Exercise details: Can you transcribe every record below exactly as it appears?

***

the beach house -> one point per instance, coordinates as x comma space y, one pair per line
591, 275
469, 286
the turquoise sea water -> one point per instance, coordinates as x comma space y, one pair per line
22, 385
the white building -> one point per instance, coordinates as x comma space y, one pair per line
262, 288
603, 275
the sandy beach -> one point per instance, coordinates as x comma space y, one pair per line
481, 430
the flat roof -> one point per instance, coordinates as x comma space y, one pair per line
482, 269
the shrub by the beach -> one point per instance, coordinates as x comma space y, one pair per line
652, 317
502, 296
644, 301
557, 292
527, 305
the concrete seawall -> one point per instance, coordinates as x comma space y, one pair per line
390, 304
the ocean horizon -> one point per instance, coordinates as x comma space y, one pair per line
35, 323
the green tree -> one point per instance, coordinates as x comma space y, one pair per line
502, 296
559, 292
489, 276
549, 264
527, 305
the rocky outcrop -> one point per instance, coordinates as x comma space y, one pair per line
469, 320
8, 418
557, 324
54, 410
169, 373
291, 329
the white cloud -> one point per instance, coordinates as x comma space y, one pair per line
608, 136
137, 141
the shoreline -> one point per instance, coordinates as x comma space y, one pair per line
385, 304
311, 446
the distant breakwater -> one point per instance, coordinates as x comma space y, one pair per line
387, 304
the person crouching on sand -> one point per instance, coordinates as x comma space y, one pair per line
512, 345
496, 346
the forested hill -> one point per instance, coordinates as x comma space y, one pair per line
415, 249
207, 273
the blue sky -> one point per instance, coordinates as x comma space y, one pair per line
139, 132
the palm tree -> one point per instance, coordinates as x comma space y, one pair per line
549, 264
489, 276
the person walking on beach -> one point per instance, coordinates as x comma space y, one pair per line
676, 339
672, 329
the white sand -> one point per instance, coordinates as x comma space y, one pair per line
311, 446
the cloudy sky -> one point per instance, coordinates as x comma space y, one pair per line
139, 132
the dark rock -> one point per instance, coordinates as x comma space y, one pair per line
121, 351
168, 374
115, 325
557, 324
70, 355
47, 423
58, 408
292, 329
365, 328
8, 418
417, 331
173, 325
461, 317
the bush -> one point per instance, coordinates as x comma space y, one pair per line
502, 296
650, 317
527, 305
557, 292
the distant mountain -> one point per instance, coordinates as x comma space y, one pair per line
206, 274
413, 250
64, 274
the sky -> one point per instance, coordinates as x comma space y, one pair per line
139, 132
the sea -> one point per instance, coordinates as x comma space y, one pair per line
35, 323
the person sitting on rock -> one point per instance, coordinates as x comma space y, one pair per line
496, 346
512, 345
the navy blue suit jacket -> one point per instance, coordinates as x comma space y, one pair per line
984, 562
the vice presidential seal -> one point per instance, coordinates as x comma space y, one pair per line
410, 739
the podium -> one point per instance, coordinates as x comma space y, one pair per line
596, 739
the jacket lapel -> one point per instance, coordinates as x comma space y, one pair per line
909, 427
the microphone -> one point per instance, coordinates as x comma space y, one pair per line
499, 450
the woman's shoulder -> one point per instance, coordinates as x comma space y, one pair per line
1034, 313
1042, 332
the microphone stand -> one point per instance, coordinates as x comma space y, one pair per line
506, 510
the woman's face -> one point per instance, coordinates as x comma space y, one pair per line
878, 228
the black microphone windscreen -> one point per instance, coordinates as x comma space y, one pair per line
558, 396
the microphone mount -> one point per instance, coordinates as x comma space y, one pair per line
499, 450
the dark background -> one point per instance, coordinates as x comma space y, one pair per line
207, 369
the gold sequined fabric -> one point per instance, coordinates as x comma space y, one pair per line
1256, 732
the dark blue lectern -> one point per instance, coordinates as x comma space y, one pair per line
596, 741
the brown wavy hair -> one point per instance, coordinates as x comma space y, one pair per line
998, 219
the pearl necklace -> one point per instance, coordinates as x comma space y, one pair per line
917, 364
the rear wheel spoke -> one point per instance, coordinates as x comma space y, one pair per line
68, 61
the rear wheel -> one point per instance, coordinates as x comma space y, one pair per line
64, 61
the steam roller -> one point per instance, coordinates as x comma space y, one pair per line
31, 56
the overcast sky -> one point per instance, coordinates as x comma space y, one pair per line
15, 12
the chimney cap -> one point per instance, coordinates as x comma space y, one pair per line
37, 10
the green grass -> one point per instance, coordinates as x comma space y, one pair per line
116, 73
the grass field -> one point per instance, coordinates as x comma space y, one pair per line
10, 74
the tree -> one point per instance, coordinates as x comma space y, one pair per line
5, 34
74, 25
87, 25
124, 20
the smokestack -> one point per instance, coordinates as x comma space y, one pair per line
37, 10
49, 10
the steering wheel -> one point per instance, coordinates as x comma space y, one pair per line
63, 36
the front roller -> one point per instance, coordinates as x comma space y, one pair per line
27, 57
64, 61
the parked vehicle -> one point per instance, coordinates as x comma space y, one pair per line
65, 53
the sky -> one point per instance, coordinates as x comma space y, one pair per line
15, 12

***

Solution for this problem:
the beach house -> one point per instance, coordinates as x comma space y, one pair per line
591, 275
469, 286
the turquoise sea water -> one point per instance, coordinates as x comma space y, one pair per line
22, 385
the white building -> one point per instance, coordinates as x comma space y, one pair per line
262, 288
603, 275
the sandy beach -> one point per instance, coordinates as x comma space y, one pair per line
481, 430
the flat roof -> one point per instance, coordinates as x comma space y, one pair per line
482, 269
the shrub by the beach -> one point per instance, coordinates as x comma space y, one pair per line
652, 317
502, 296
644, 301
557, 292
527, 305
the concrete seawall -> one point per instance, coordinates as x comma space y, one pair per line
390, 304
the ocean horizon -> one point per instance, coordinates as x comma space y, one pair per line
35, 323
the green tree -> one point per instance, coordinates as x comma space y, one pair per line
502, 296
559, 292
489, 276
549, 264
527, 305
the rocky outcrop -> one point per instance, coordinates as x comma space y, one pair per line
469, 320
8, 418
557, 324
54, 410
169, 373
291, 329
the white cloud -> one point per instance, coordinates as x comma space y, one pair per line
608, 136
137, 141
the shoreline -> one point per instance, coordinates as x comma space y, one pair per line
385, 304
311, 446
the distant breakwater -> one point per instance, coordinates as x comma space y, one pair per line
387, 304
the person crouching on sand -> one point per instance, coordinates as x comma space y, one pair per line
512, 345
496, 346
the forested hill -> one point per instance, coordinates as x comma space y, one pair per line
415, 249
207, 273
the blue sky -> one point per instance, coordinates as x comma space y, one pair per line
139, 132
the palm tree -> one point per instance, coordinates as x comma space y, one pair per line
549, 264
489, 276
the person walking on beach -> one point per instance, coordinates as x comma space y, one pair per line
676, 339
672, 329
the white sand -> one point per instance, coordinates as x comma space y, one pair per line
311, 446
the cloudy sky -> one point per instance, coordinates as x comma space y, one pair per line
139, 132
the dark rock -> one point per instance, coordinates as x comma space y, one pair per line
121, 351
168, 374
115, 325
557, 324
70, 355
47, 423
58, 408
292, 329
365, 328
8, 418
417, 331
173, 325
461, 317
the bush -> one point per instance, coordinates as x comma space y, one pair per line
502, 296
650, 317
527, 305
557, 292
the distant mountain -> one point per instance, coordinates as x comma space y, one pair per line
206, 274
413, 250
64, 274
the sky -> one point per instance, coordinates as x comma space y, one pair per line
139, 132
the sea -> one point per instance, coordinates as x comma space y, one pair per line
35, 323
the person sitting on rock -> one point per instance, coordinates as x comma space y, one pair per line
496, 346
512, 345
the navy blue suit jacket -> one point per instance, coordinates as x comma space y, one pair per line
984, 562
the vice presidential seal -> one point per instance, coordinates as x comma space y, one pair per line
410, 739
the podium -> one point per instance, coordinates as x comma space y, one pair per line
596, 739
the jacket lapel -> one point per instance, coordinates as x comma space y, one pair per line
909, 427
the microphone -> one point per instance, coordinates as x comma space y, one pair per line
499, 450
the woman's shoulder -> one point per instance, coordinates as x comma space y, one pair per line
1034, 313
1042, 332
the microphone stand -> one point per instance, coordinates as x comma space y, one pair per line
506, 510
the woman's face -> one point per instance, coordinates as x comma space y, one pair per line
878, 228
the black microphone windscreen -> one point per instance, coordinates as x comma space y, one pair per line
558, 396
the microphone mount -> one point per instance, coordinates as x comma space y, one pair per line
499, 450
the dark background -> one point per instance, coordinates as x comma space y, one pair per line
207, 369
the gold sequined fabric -> one point per instance, coordinates as x comma space y, one pair per line
1256, 732
the dark blue lectern -> one point per instance, coordinates as x comma space y, one pair per line
596, 741
the brown wavy hair -> one point per instance, coordinates as x comma space y, one pair per line
998, 219
the pearl necklace -> one point per instance, coordinates as x comma space y, one pair per line
917, 364
the rear wheel spoke -> one point per instance, coordinates as x comma space y, one pair per line
68, 61
the rear wheel -> one point per instance, coordinates as x comma space y, one pair per line
64, 61
the steam roller -> one point per instance, coordinates as x comma space y, one pair per line
31, 56
the overcast sky -> one point per instance, coordinates as x comma space y, one pair per line
15, 12
the chimney cap -> one point per instance, coordinates as x comma space y, one pair per line
37, 10
the green grass -> one point per instance, coordinates as x comma space y, one pair per line
116, 73
the grass field -> one point per instance, coordinates as x comma space y, one pair per line
10, 74
the tree -> one point per instance, coordinates as x comma space y, one pair per line
5, 34
74, 25
87, 25
124, 20
the smokestack -> one point per instance, coordinates as x comma space y, one pair per line
37, 10
49, 10
the steering wheel -> one point per instance, coordinates as x comma space y, one pair per line
63, 36
the front roller -> one point per instance, coordinates as x comma space y, one pair per line
27, 57
64, 61
the parked vehicle -> one point per instance, coordinates as x comma space y, one pair per line
65, 53
the sky -> one point per instance, coordinates as x comma space y, one pair per line
15, 12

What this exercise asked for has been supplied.